- _RECORD SET_

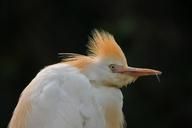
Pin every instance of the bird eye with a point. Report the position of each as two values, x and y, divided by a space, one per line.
112 66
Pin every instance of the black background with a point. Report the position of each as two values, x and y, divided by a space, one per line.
153 34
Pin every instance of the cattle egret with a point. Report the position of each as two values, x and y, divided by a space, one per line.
81 91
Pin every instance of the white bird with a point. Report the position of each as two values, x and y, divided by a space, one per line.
81 91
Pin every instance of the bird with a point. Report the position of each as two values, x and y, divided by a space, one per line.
81 91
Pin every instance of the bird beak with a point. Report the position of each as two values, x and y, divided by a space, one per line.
138 72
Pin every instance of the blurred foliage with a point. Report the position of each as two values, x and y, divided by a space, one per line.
154 34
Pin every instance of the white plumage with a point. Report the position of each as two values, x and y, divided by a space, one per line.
82 92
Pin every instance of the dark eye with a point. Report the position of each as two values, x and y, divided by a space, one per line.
112 66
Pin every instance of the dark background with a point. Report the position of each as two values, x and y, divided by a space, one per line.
153 34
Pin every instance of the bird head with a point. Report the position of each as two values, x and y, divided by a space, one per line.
106 63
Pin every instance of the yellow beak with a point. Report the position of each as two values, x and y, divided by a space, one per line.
138 72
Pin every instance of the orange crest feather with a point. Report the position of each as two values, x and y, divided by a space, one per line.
102 44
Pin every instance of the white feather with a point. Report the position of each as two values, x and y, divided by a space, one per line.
63 98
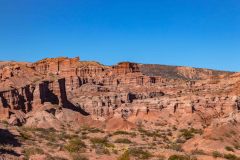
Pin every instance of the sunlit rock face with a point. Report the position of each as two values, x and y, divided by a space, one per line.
126 90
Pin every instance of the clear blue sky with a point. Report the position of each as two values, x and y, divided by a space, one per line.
199 33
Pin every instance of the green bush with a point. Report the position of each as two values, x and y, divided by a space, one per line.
32 151
125 156
101 142
217 154
231 157
123 140
140 153
228 148
75 145
181 157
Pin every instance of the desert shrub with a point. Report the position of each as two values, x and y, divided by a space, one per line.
75 145
231 157
32 151
198 152
175 146
217 154
101 142
102 150
228 148
189 133
123 140
140 153
181 157
79 157
54 158
125 156
132 134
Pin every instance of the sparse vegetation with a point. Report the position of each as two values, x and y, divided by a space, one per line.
217 154
32 151
75 145
124 156
123 140
140 153
228 148
181 157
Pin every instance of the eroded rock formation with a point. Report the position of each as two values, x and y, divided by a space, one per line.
125 90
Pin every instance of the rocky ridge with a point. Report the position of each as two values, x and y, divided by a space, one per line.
55 91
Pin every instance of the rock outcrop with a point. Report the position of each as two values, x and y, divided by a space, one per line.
124 90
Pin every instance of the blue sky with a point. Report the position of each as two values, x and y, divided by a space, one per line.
199 33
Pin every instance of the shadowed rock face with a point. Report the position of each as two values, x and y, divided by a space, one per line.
124 90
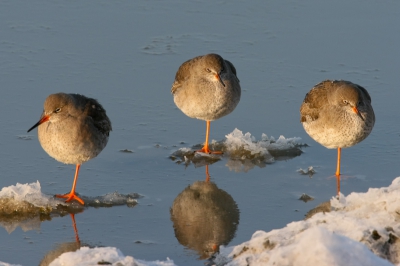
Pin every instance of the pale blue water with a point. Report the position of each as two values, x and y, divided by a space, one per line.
126 53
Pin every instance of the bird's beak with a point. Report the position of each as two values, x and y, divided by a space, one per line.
217 76
44 118
355 110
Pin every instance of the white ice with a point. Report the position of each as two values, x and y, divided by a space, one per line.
237 140
29 193
361 229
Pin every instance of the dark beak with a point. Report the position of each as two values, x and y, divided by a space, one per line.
355 110
44 118
220 80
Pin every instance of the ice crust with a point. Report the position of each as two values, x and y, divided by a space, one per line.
86 256
25 206
360 229
243 151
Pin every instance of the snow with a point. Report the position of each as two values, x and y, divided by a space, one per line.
243 151
86 256
358 229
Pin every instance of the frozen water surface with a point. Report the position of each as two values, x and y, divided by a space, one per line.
126 54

- _REQUIRED WORK_
Please repeat the listing above word for word, with the pictures removed.

- _ANSWER SPACE_
Pin every instance of the bird eye with a point. Report the position of each as two values, x and y, divided by a space, one per line.
112 66
Pin every instance of the black background with a point. Report the position of each as two values, x and y, divided by a space, one per line.
153 34
Pin every instance of the cattle egret with a point. Report the position of each as two values, x and y, divided by a space, one per line.
81 91
Pin every instance of the white bird with a point. Report the position of each as two values, x and y, divided by a space, one per line.
81 91
Pin every instance of the bird with a point. Report the position of each as two values, x and y, divided by a space, one per line.
81 91
Pin every instance of the bird beak with a point. Report the position of each as two values, x and y, divided by a space, one per line.
138 72
Pin every instance of the blurred foliage with a point. Report the position of each as two values, x and y, divided by a space, one per line.
154 34
Pin every instance of the white plumage with a point. Report the position of each as two values, x and y, divided by a space, one per line.
82 92
Pin every instance of the dark eye with a point. Report the position of each as two values, x and y, divided by a space, one per line.
112 66
Pin every instance of the dark background with a point. Report the position of each as two values, x and y, divided by a space, one per line.
153 34
Pin every instance of the bird head with a point. Report the position of each as two values, x and y, divided by a space, one per line.
106 63
Pin every instance of the yellow beak with a point. Report the position of each as two values, x and y, divided by a space, one per line.
138 72
Pin every instance of the orange crest feather with a point. Report the position of each as two values, x and y, divided by a space, one per line.
102 44
Pin every instance of the white feather with a point. Report the position of each as two values, x and y, divided by a space, one per line.
63 98
Pin every instance of the sunlit rock face with a point. Report the position of each as two values, x and y, divided by a space, one per line.
126 90
Pin every instance of the clear blue sky with a point. Report the position of each as two values, x and y, divided by a space, one per line.
199 33
Pin every instance of the green bush with a point. Report the position of each as two values, x and y, divided by a space, one per line.
32 151
125 156
101 142
217 154
231 157
123 140
140 153
228 148
75 145
181 157
Pin every instance of the desert shrub with a point. Report the position of each as two values, x and y, divided by a space, one per line.
75 145
231 157
32 151
198 152
175 146
217 154
101 142
102 150
228 148
189 133
123 140
140 153
181 157
79 157
54 158
125 156
132 134
Pin every instance of the sparse vegetation with a point. Report the position of each as two values, x and y, divided by a space, one per line.
217 154
32 151
75 145
124 156
123 140
140 153
228 148
181 157
Pin every instance of the eroded rock formation with a point. Report the position of each as two values, x and y, divided by a space, one per line.
125 90
Pin every instance of the rocky ridge with a point. Report the position of each as two values, x and y, divided by a space, one per line.
55 91
Pin every instance of the rock outcrop with a point. Report the position of each as two values, x and y, divided by a space, one per line.
124 90
Pin every instance of the blue sky with a point. Report the position of each as two values, x and y, divided by a space, one per line.
199 33
Pin every instance of the shadowed rock face with a point. Report the position of each as two values, x and y, divided by a space, one per line.
124 90
Pin every instance of the pale blue water with a point. Report the position of each as two values, x and y, divided by a space, one per line.
126 53
Pin every instance of the bird's beak with a point. Report the position of each as two values, x and y, divided by a space, one per line.
217 76
44 118
355 110
Pin every instance of the white ice with a point. Report the position of each as two values, x and y, divided by a space, one per line.
237 140
29 193
361 229
Pin every instance of the dark beak with a point. Report the position of each as two values, x and y, divided by a space, one per line.
355 110
44 118
220 80
Pin every instance of the ice crust with a point. Report the position of each as two values, x and y, divided by a space, one per line.
86 256
25 206
360 229
243 151
Pin every instance of the snow with a point. Report the position of each as two values, x and y, divided by a space, one per line.
243 151
86 256
358 229
Pin every instance of the frozen water surface with a point. Report the position of each as two values, x and y, divided by a space, one per line.
126 54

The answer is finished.